Mice fed on a high-fat diet, and mice genetically prone to obesity, have extremely high activity of the protein Jun N-terminal kinase (JNK)-1 in their livers, muscle and fat, according to research from Hotamisligil and colleagues, published in 21 November issue of Nature. Mice lacking JNK1 suffer less obesity and insulin-resistance than wild-type mice, showing that the elevated expression of JNK1 is a cause of the disease, and not an effect.

It is well-known that obesity and type 2 diabetes are prevalent and serious metabolic diseases in the developed world. These conditions are associated with a chronic inflammatory response characterized by abnormal cytokine production. Elevated production by adipose tissue of one such inflammatory cytokine, tumour-necrosis factor (TNF) α, has been detected in several experimental obesity models and obese humans. Free fatty acids (FFAs) are also implicated in the aetiology of obesity-induced insulin resistance, although the molecular pathways involved remain unclear. Because both TNF-α and FFAs are potent JNK activators, the authors speculated that obesity could be causally linked to aberrant metabolic control of JNK signalling.

### [Instructions for the task]
Please write the next part of the passage on JNK1 activity in obese mice, picking up right after its final sentence.

### [Dataset entries]
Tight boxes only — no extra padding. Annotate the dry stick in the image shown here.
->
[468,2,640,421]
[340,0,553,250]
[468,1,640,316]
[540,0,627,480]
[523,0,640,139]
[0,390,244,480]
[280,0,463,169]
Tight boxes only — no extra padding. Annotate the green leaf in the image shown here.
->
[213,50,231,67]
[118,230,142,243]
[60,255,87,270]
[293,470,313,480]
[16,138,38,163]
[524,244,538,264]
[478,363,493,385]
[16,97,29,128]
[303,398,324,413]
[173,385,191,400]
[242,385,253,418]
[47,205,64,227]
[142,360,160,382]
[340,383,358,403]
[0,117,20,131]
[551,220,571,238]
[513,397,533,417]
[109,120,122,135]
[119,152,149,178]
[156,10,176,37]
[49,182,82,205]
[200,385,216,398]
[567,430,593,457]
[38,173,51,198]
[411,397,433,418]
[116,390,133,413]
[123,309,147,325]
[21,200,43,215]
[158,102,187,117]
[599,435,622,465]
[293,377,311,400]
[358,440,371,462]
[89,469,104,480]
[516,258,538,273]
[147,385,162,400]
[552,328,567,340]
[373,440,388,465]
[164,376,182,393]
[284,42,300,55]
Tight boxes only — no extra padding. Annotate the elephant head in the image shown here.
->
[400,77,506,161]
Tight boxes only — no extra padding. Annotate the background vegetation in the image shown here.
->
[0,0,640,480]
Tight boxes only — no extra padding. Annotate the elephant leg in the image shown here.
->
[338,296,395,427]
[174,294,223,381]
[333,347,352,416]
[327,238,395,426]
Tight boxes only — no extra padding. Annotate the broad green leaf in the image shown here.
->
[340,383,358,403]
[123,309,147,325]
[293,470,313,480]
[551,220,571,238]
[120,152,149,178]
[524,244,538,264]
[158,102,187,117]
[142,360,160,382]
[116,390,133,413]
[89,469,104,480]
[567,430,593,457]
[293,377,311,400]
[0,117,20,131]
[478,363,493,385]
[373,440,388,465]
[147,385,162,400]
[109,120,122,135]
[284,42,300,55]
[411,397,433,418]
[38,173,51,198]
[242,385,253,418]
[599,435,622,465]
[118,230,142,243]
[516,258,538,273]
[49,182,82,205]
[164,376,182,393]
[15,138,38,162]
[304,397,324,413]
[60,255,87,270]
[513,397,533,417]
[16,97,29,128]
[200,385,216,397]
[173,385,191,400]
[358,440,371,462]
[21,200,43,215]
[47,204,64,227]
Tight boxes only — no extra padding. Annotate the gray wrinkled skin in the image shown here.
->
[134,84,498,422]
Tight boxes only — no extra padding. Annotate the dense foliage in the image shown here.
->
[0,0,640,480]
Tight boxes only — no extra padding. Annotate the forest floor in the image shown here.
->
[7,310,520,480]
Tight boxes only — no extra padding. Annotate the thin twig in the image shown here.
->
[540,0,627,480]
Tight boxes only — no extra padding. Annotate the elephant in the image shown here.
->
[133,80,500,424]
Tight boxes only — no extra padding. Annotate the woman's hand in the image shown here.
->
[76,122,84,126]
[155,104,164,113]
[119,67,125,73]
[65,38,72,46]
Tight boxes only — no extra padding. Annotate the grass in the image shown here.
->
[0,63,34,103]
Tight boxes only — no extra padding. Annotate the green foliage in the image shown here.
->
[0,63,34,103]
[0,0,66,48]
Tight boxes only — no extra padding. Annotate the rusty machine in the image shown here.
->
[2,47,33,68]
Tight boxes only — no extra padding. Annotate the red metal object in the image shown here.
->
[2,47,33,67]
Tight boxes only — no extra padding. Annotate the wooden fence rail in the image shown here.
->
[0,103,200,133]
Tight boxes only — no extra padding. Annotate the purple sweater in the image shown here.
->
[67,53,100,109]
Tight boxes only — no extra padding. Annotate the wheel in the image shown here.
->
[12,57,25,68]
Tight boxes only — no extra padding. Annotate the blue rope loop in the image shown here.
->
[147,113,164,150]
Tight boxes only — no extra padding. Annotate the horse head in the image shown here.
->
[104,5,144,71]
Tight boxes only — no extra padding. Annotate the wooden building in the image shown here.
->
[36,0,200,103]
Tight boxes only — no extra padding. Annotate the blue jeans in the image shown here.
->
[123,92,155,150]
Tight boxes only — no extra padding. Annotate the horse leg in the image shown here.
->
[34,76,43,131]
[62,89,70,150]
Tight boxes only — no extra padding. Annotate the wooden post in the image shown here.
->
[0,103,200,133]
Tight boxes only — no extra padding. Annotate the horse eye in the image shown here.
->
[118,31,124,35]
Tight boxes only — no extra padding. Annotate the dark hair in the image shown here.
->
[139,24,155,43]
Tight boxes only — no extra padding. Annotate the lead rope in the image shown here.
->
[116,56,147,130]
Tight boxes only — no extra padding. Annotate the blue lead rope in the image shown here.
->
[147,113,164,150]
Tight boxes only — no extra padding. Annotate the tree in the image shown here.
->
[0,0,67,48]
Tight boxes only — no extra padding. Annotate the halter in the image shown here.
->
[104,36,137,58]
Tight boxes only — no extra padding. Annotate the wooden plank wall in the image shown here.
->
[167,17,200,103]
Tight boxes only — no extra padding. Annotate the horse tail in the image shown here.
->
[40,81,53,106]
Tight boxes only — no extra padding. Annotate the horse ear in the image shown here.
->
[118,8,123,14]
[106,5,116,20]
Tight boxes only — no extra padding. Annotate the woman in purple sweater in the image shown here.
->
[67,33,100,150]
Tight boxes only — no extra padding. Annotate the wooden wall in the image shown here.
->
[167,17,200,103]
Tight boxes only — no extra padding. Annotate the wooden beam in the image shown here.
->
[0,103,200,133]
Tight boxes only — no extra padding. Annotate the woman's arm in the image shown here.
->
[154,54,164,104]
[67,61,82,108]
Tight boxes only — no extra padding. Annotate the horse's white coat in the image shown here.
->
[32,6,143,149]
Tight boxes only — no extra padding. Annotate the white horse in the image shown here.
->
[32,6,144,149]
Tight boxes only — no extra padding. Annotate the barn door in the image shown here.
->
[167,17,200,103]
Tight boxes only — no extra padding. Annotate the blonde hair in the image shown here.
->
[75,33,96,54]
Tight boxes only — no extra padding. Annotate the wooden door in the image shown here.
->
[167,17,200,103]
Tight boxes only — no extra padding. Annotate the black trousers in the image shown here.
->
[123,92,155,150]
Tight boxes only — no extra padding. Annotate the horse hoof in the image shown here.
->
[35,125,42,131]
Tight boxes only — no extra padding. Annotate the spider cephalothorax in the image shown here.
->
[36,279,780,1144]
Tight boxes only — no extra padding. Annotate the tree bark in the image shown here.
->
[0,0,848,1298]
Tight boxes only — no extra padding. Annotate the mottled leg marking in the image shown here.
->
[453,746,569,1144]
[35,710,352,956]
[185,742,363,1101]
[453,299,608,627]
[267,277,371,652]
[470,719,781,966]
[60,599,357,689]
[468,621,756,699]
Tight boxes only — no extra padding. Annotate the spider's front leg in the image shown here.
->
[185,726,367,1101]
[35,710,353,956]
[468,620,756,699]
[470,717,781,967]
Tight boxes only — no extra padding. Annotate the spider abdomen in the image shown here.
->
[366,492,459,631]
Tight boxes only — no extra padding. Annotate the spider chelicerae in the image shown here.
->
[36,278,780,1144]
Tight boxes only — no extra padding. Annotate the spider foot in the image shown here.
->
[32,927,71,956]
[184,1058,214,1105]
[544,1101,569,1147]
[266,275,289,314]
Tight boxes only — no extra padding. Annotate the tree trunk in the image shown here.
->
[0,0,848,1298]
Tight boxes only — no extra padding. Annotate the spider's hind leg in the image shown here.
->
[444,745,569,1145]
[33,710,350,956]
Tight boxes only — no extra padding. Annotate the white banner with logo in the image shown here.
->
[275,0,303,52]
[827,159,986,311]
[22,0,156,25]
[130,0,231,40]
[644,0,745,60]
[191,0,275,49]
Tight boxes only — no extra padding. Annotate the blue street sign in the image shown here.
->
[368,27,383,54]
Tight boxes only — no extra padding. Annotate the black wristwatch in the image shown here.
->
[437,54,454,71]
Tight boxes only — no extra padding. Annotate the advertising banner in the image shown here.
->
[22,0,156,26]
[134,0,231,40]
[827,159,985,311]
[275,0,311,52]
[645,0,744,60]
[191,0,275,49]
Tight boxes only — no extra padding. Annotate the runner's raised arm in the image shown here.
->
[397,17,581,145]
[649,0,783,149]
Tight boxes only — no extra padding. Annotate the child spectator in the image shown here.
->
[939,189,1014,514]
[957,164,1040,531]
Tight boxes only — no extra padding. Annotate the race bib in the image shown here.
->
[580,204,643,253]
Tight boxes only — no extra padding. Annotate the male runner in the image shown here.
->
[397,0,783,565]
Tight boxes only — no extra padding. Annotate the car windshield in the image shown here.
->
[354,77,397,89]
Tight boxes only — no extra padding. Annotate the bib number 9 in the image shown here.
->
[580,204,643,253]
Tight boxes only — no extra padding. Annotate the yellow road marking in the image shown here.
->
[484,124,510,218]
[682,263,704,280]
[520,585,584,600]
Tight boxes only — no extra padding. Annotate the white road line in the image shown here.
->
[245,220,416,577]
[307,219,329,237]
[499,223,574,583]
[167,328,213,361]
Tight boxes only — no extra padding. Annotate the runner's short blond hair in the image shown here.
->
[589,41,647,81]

### [Result of this task]
There are multiple subtypes of the JNK regulatory enzyme, each of which induces the expression of genes in a cell- and stimulus-specific manner. Having established that JNK1 causes obesity and insulin resistance, the next step was to examine the molecular mechanisms that lay downstream of JNK1 activation. A cellular model of insulin resistance in liver cells treated with TNF-α showed that JNK1 caused an increase in insulin receptor substrate (IRS)-1 phosphorylation of serine 307, which has an inhibitory effect on insulin signalling. Importantly, no such increase in serine 307 phosphorylation was seen in JNK1-deficient mice. In addition, insulin-induced tyrosine phosphorylation, a positive signal, was strongly enhanced in the absence of JNK1. This study shows that JNK1 is a crucial mediator of obesity and insulin resistance and adds to growing evidence that the JNK signalling cascade could be a potential therapeutic target for metabolic diseases.

The JNK pathway is also a focus in the search for drugs to treat rheumatoid arthritis, epilepsy, neurodegenerative diseases and cancer. Drugs that inhibit JNK activation should selectively block the over-activation of inducible genes, and not affect normal cellular functions, since JNKs do not regulate normal gene expression. Mice engineered to be deficient in the brain-specific JNK subtype JNK3 are resistant to experimental epilepsy and the neuronal cell death. JNK3 inhibitors may therefore have therapeutic value for treating neurodegeneration associated with Alzheimer's disease, Parkinson's disease, stroke and head trauma.